After an oral agreement to sell a property, followed up with months of negotiations and paperwork, does the buyer have the right to purchase the property?

In March 2022, Donavon Meuchel approached Jessy Meyer and Nick Renner of MR Properties, a North Dakota limited liability company interested in purchasing Golden West Shopping Center in New Salem, North Dakota. MR Properties wanted $600,000, which is the amount offered.

Meyer contacted an associate real estate broker, Wade Bachmeier to draft a purchase agreement. The first of multiple drafts was dated May 4, 2022. MR Properties did not sign this or any subsequent draft of the purchase agreement.

MR Properties owned Lots 20 to 23, but while researching the transaction, it was discovered that the shopping center encroached an adjacent lot owned by MKB LLP. Meuchel wanted the additional property included in the purchase and asked MR Properties buy it. Toman Engineering was hired by Meuchel to survey the adjoining lot, which was completed on May 19, 2022.

The same day, a Contract for Earnest Money & Down Payment was signed by Meuchel and Meyer which included:

    This agreement for earnest money/down payment, in the amount of $10,000.00, between MR Properties, LLC and Donavon Meuchel on May 19, 2022 is a withstanding contract towards the purchase of above stated property and property discussed with Dave Meyer until purchase agreement is reviewed & accepted between both parties.

    This contract is only valid until purchase agreement is accepted & signed at which time the signed purchase agreement will take effect.

After the boundary lines on the MKB LLP lot survey were agreed upon, Meuchel requested Toman Engineering to move one line. Upon its discovery, negotiations broke down, and on July 6, 2022 Meyer refunded the earnest money of $10,000 with a letter explaining:
    There is too much misunderstanding on the terms of the sale of the Golden West Shopping Mall. We feel that an agreement cannot be reached and are refunding your down [payment] money.
On July 20, 2022 Meuchel signed an addendum, and the following day a May 19, 2022 purchase agreement. MR Properties signed neither.

--- DATASET ---
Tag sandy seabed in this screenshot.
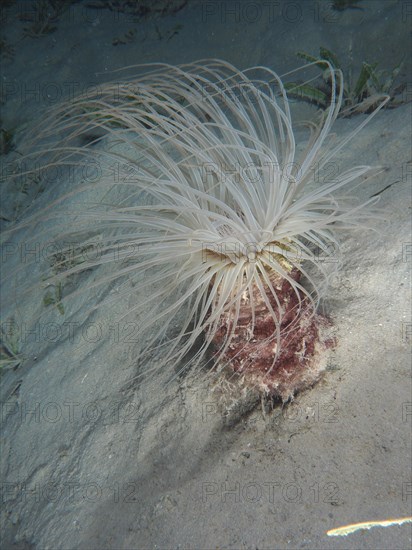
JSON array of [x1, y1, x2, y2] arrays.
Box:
[[1, 0, 412, 550]]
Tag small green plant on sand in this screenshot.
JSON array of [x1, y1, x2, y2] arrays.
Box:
[[285, 47, 403, 117]]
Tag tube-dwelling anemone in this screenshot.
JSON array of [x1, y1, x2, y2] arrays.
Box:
[[4, 60, 384, 400]]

--- OBJECTIVES ---
a. From the shopping center case, extract everything from "In March 2022, Donavon" down to "the amount offered.".
b. List every person named in the shopping center case.

--- PER-TASK ANSWERS ---
a.
In March 2022, Donavon Meuchel approached Jessy Meyer and Nick Renner of MR Properties, a North Dakota limited liability company interested in purchasing Golden West Shopping Center in New Salem, North Dakota. MR Properties wanted $600,000, which is the amount offered.

b.
Donavon Meuchel
Jessy Meyer
Nick Renner
Wade Bachmeier
Dave Meyer